#### Task description
Please copy out, word for word, the stretch of the records below from the line containing "roof in the photo above." through the line containing "lot in the photo above.".

-- START --

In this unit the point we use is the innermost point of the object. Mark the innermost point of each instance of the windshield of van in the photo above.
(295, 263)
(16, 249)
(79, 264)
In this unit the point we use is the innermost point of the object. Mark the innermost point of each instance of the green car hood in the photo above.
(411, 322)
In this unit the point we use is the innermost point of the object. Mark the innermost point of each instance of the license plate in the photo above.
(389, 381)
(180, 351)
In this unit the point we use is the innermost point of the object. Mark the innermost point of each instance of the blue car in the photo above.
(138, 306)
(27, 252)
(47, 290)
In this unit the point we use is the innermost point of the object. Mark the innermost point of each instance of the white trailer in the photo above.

-- END --
-- START --

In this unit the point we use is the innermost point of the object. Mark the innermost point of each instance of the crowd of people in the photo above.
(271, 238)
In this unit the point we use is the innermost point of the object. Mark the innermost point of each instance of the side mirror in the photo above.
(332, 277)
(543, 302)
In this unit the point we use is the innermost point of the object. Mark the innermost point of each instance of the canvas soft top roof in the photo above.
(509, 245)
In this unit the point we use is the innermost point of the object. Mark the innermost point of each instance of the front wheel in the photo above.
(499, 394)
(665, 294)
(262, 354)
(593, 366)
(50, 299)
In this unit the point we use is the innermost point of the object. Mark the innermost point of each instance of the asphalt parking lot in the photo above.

-- END --

#### Completed task
In this unit the point we use is the innermost point of the object. Mark the innermost point of each instance of the canvas soft top roof in the photo above.
(509, 245)
In this unit the point we use is the innermost point of the object. Mark the innermost point of each instance of the front wheel in the photo above.
(499, 394)
(665, 294)
(262, 354)
(593, 366)
(50, 299)
In this unit the point we use is the innermost point of the object. Mark the innermost point of each instance of the asphalt parking lot in the photo above.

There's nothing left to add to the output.